● **PROBLEM TO SOLVE**
Can you copy, word for word, the part of the text about the 2nd Cavalry Regiment starting with "SGT Marvin Horton" and going on through "soldier. Always Ready!"?

TEXT FOR ANALYSIS Block Start

Here is what brought this whole subject up. Yesterday a person came up to me [and] asked “How’s the Boy Scouts?”
Now just a little background….I wear a jacket now and then with our unit crest and an Army retired button on the collar. I asked “what the hell ya talking about?” He said “I see the BS symbol on yer collar.” Now knowing what he meant, I was offended but understanding of his comment. But offended just the same. I replied “Fuck you.” Perhaps the wrong response (it was the spur of the moment). This was a knee jerk response. Anyhow he was taken aback. He was not offended, but more curious I would react the way I did. At this point I told him what the symbolism was. The Palmetto, the eight-pointed star, etc. After I was done speaking my tongue lashing he was taken aback. Perhaps he listened; perhaps he did not. But bet on this. He will think twice about speaking out of turn again! And in the end he learned perhaps a bit about the 2nd Cavalry Regiment. But the point is I taught him something.
Think twice. Each and every opportunity. Take a moment in your time and explain your Regiment. Take pride in your past and your Regiment’s past. Learn; explain; and remember!!!! If we do not, who will?
In my heart I will always be a member of the 2nd Cavalry Regiment. I will always be a Trooper. And I will always be in the CAV!!!! Remember your Regiment! Learn and teach the past! The saying “Charge Hard!” has meaning in the heart of every Trooper! Teach those who follow.
I agree. I spent three of my best years in the Army in the 2nd ACR from ’88 – ’91. Before that I was at Fort Irwin (Op-For Support) and before that in the 8th ID, and nothing prepared me for the Cav. … what a great experience. Every soldier should spend time in the Cav. It is a completely different mind-set. I mean, no other unit in the Army is as self sufficient as the Cav. They all rely on other assets (Div Arty for artillery, air brigades for air support, support battalion for support, etc…). Not the Cav. We have all of our own assets and are totally prepared to use them. Although I was in Support (I was on an MST responsible for Direct Support of 2/2 ACR), we still had to act and think Cav, train like the Squadron does, etc. In fact, I was one of two volunteers for the BDAR team, whose responsibility was to stay with the combat trains for the Squadron. No other DS level troopers were as close to the front as us, and I LOVED every minute of it. We spent more time in the field than the main support troop did, and I loved it too. It completely prepared me for combat. I earned my Desert Storm Spurs and I hang the orders proudly in my office at home, as well as every other 2nd ACR memento I have. In closing, I just want to say God Bless the Cav, the US Army, and all of the men and women who are out there protecting us from terror and tyranny as well as our freedom and our way of life.
Sgt. Bruce Sorge
Always Ready, Second to None
I was attached to HHT during the ground war in the Gulf. Long enough to experience that feeling you all mention. The rest of my unit and I (B Co. 511 MI) were treated like fellow troopers, not just someone along for the ride. I am presently in the Mississippi National Guard, and proudly wear the Toujours Pret on my right shoulder. If ever there was another situation where the 2nd ACR could use my services, I would do it without hesitation. God Bless the Cav.
SGT Marvin Horton
A CO, 223rd ENG BN
I was the Fire Support SGT for the 1st Sqdn, 2nd ACR from OCT 89 to MAY 92. I had just came off from 4 years as a drill sgt, and I did not know what to expect to do in a CAV SQDN. I soon found out that there is no unit in the ARMY that is as close knit and dependent on each other as the CAV. It was the best time that I had in my 23 years in the ARMY, and I am a lifetime member of the 2ACR Association ( l-832 ). There is no unit in the Army that has the awesome firepower that we have, and the ESPRIT de CORPS. I am proud to call myself a 2ACR CAV soldier. Always Ready!
(Drill11b) OCT ’89-MAY ’92
Ft Sill, OK
There you have it. Unavoidable, undeniable, the slightest contact and you are infected for life.
TOUJOURS PRET – ALWAYS READY (to spread)!

TEXT FOR ANALYSIS Block End
THE DATA Block Start

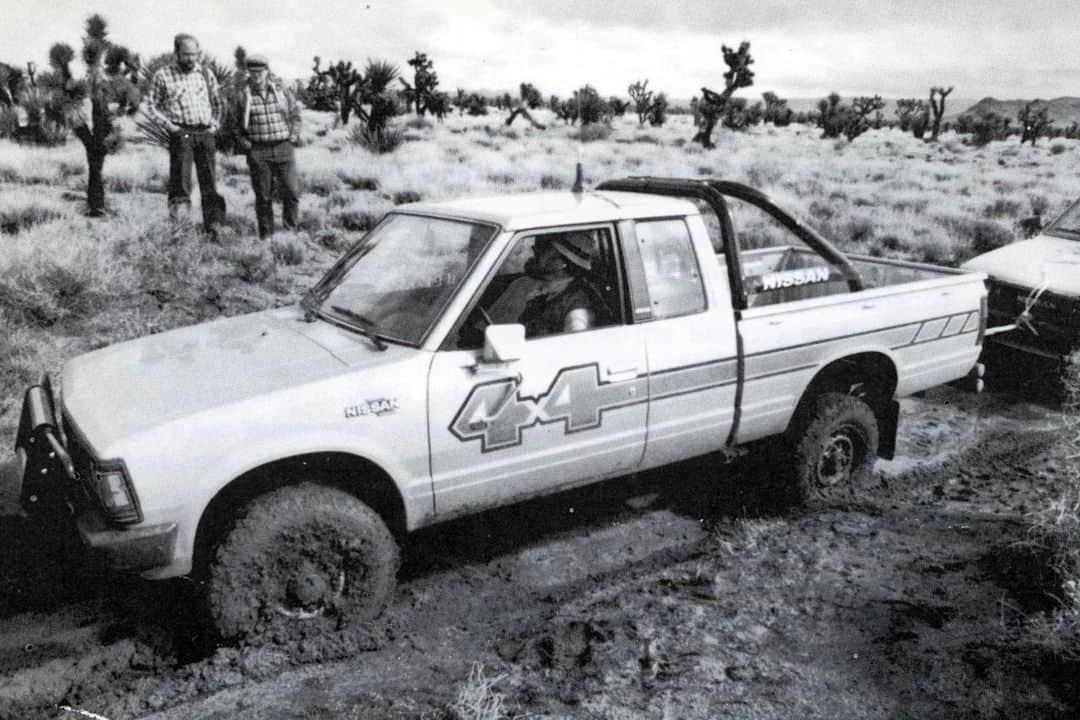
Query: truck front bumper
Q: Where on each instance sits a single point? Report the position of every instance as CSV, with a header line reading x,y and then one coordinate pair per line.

THE DATA Block End

● **REPLY TO THE EXERCISE**
SGT Marvin Horton
A CO, 223rd ENG BN
I was the Fire Support SGT for the 1st Sqdn, 2nd ACR from OCT 89 to MAY 92. I had just came off from 4 years as a drill sgt, and I did not know what to expect to do in a CAV SQDN. I soon found out that there is no unit in the ARMY that is as close knit and dependent on each other as the CAV. It was the best time that I had in my 23 years in the ARMY, and I am a lifetime member of the 2ACR Association ( l-832 ). There is no unit in the Army that has the awesome firepower that we have, and the ESPRIT de CORPS. I am proud to call myself a 2ACR CAV soldier. Always Ready!